[DATA PROVIDED start]
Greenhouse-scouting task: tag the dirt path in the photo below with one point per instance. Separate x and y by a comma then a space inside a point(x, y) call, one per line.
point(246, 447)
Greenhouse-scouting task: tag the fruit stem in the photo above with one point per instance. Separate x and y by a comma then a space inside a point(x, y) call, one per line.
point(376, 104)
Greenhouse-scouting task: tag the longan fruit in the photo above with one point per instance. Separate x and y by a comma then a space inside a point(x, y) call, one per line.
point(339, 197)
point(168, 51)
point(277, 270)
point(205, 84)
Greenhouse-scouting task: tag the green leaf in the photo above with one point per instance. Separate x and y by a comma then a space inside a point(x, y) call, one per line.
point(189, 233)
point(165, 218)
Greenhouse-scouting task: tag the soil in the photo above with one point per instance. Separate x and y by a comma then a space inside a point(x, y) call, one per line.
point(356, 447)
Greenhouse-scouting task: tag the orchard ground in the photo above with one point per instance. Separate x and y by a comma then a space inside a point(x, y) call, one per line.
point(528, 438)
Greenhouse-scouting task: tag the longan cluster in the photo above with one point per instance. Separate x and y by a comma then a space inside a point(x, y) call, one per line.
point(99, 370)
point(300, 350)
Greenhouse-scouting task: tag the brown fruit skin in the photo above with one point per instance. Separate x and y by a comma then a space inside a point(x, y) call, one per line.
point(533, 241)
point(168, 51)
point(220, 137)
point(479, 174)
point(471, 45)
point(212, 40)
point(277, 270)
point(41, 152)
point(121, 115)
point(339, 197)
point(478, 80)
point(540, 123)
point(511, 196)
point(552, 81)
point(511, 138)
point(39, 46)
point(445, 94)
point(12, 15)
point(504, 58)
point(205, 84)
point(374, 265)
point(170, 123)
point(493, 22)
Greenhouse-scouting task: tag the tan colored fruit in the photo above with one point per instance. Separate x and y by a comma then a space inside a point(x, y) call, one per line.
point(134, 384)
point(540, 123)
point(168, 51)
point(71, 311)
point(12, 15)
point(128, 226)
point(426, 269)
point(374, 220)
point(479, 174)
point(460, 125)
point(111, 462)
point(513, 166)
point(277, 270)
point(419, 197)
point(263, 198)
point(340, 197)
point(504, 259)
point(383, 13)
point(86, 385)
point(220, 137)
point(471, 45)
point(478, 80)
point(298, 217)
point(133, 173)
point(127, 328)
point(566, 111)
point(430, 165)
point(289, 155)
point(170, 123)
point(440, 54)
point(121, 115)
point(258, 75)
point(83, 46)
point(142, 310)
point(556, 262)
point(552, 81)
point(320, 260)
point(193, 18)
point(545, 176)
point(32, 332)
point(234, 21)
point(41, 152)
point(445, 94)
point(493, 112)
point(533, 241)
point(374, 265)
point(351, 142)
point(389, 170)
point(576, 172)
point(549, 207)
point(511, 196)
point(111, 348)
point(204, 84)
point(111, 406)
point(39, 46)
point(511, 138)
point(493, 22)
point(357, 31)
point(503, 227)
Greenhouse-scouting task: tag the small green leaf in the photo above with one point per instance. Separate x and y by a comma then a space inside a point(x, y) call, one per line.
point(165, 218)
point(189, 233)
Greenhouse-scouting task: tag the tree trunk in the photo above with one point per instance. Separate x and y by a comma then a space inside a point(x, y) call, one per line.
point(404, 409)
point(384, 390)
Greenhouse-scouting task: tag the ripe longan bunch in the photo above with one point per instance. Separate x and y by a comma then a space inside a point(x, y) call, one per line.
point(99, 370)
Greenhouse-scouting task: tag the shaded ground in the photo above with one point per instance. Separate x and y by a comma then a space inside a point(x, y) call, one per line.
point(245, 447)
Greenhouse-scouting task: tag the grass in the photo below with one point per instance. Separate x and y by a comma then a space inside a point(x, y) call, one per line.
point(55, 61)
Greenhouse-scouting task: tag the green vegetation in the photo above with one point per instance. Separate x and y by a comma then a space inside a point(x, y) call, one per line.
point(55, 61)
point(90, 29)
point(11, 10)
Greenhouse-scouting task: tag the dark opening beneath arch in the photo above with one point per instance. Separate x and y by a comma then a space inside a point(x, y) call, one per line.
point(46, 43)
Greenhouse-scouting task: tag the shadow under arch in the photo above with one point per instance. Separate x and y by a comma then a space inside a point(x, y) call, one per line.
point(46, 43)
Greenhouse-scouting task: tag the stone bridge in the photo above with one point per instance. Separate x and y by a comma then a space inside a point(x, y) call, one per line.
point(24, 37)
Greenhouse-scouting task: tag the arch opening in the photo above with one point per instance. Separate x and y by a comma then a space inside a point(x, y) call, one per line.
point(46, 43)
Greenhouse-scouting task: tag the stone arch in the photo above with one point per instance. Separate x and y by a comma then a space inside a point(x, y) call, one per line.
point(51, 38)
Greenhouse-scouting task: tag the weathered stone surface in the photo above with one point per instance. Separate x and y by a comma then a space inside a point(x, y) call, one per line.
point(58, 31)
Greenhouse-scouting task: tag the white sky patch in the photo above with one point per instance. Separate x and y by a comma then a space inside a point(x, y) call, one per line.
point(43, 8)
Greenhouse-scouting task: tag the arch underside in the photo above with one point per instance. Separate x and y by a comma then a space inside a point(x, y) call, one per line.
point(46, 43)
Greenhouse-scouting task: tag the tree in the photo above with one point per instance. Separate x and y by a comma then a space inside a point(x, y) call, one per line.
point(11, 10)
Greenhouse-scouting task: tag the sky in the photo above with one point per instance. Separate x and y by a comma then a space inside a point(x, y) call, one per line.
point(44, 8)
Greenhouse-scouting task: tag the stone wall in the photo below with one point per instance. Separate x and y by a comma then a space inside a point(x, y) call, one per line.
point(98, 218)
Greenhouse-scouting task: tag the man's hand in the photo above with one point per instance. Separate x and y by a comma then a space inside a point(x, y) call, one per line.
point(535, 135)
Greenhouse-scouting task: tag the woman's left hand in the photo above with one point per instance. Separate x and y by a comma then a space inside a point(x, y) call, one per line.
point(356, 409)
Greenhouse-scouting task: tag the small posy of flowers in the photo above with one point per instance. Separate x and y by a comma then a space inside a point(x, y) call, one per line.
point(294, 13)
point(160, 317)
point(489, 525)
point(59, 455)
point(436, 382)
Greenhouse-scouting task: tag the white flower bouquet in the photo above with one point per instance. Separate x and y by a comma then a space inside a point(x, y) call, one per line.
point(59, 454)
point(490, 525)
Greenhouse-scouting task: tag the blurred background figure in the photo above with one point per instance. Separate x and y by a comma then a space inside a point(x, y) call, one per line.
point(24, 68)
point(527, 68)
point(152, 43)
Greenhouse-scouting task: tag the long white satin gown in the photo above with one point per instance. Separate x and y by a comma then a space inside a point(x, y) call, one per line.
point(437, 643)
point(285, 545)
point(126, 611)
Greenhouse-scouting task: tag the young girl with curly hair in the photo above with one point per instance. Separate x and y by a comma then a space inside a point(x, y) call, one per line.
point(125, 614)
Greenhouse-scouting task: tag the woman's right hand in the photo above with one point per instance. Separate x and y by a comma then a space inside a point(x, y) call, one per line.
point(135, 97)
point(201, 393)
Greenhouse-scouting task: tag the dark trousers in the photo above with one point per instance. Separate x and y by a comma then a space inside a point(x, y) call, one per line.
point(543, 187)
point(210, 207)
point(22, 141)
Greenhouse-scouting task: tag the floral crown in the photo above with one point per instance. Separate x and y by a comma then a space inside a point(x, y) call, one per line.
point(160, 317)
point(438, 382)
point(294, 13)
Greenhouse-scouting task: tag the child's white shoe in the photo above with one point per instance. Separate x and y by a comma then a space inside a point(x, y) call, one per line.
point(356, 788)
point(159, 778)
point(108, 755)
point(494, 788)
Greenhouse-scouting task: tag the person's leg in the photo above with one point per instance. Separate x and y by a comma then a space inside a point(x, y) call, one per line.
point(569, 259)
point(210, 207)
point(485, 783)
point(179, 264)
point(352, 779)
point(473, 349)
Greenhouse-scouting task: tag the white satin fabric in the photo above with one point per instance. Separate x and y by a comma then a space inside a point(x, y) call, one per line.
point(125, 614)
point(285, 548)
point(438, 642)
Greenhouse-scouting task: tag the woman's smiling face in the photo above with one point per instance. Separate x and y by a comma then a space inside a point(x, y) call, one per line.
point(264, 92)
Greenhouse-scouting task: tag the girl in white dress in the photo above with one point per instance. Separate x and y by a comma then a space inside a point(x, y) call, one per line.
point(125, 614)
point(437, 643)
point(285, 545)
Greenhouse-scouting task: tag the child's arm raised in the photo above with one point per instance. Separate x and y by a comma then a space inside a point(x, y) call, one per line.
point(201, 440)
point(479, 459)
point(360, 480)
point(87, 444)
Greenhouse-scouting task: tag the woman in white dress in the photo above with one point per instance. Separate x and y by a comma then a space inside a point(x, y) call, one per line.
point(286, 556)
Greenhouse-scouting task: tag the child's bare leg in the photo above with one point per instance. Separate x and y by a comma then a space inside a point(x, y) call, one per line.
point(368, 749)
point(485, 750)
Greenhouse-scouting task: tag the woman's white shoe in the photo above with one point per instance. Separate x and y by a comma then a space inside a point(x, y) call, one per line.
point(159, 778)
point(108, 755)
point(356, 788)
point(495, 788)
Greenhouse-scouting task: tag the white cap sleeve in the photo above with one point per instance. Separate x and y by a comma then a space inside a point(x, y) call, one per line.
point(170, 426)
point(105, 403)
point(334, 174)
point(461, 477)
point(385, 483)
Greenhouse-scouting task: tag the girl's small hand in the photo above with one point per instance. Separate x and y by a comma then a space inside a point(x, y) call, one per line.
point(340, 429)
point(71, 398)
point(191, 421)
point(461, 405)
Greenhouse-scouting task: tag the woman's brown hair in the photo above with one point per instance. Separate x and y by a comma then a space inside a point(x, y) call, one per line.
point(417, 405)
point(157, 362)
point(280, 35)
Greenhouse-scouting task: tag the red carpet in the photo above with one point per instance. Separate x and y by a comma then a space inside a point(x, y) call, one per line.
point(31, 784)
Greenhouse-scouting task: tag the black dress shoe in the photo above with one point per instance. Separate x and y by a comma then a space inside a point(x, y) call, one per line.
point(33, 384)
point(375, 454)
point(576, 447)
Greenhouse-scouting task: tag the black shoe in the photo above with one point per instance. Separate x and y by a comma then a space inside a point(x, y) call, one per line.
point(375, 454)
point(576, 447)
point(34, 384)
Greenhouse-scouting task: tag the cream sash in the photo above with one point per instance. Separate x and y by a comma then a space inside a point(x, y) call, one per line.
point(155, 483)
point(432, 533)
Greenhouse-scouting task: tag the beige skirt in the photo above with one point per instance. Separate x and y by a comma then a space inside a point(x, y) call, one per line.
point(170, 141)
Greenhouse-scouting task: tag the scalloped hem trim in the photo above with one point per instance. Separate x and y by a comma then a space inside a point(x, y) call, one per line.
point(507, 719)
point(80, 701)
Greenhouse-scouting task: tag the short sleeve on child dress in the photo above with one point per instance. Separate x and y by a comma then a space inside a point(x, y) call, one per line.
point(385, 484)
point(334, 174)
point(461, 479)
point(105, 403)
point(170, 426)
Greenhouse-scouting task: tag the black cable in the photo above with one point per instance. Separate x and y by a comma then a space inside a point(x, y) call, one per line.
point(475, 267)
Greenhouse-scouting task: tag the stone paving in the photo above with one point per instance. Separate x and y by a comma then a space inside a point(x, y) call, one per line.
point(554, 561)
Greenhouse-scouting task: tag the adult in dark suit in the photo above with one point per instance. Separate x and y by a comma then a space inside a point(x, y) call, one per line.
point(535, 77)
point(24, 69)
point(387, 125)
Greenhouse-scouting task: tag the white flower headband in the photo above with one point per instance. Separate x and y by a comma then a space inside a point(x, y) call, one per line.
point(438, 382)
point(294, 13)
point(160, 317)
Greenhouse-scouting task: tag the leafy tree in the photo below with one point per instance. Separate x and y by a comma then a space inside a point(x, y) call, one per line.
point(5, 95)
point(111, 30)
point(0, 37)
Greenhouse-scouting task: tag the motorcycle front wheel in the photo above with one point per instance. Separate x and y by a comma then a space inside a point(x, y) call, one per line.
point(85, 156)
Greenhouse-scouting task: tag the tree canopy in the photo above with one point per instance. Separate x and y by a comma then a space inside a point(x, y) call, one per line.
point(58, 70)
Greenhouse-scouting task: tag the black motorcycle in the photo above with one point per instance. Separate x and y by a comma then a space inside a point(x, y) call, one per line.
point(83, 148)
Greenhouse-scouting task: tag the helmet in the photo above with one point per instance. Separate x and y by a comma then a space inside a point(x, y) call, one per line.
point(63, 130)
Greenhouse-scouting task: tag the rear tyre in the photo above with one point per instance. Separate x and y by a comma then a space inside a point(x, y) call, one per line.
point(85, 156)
[DATA PROVIDED end]
▶ DIRECTION: Take the items from the line that has "Greenhouse-scouting task: tag the tan" through the line that has "point(245, 447)", and write those lines out again with "mark" substituted for "tag". Keep everything else the same.

▶ EXERCISE ANSWER:
Greenhouse-scouting task: mark the tan colored fruit in the photo above with one point per instance. Separate x and y by a comma then a space inside a point(x, y) call, one per line.
point(134, 384)
point(540, 123)
point(168, 51)
point(71, 311)
point(12, 15)
point(128, 226)
point(426, 269)
point(374, 220)
point(479, 174)
point(460, 125)
point(111, 462)
point(513, 166)
point(277, 270)
point(419, 197)
point(263, 198)
point(340, 197)
point(504, 259)
point(383, 13)
point(86, 385)
point(220, 137)
point(471, 45)
point(478, 80)
point(298, 217)
point(133, 173)
point(127, 328)
point(566, 111)
point(430, 165)
point(289, 155)
point(170, 123)
point(440, 54)
point(121, 115)
point(258, 75)
point(83, 46)
point(142, 310)
point(556, 262)
point(552, 81)
point(320, 260)
point(193, 18)
point(545, 176)
point(32, 332)
point(234, 21)
point(41, 152)
point(445, 94)
point(493, 112)
point(533, 241)
point(374, 265)
point(351, 142)
point(389, 170)
point(576, 172)
point(549, 207)
point(511, 196)
point(111, 348)
point(204, 84)
point(111, 406)
point(39, 46)
point(511, 138)
point(493, 22)
point(357, 31)
point(503, 227)
Greenhouse-scouting task: mark the small green leaf in the photo above with one point per instance. Separate x and y by a comma then a space inside a point(x, y) call, one per line.
point(165, 218)
point(189, 233)
Greenhouse-scouting task: mark the tree trunk in the photo above with one point per instance. Separate x and y by a comma then a space inside a point(x, y) call, one per line.
point(404, 409)
point(384, 390)
Greenhouse-scouting task: mark the ripe longan bunch in the photo above with one point per instance. Separate x and y by a comma then a space inside a point(x, y) call, one per line.
point(99, 370)
Greenhouse-scouting task: mark the shaded ground in the photo above with one point per instance. Separate x and y by a comma then a space inside a point(x, y) call, one per line.
point(245, 447)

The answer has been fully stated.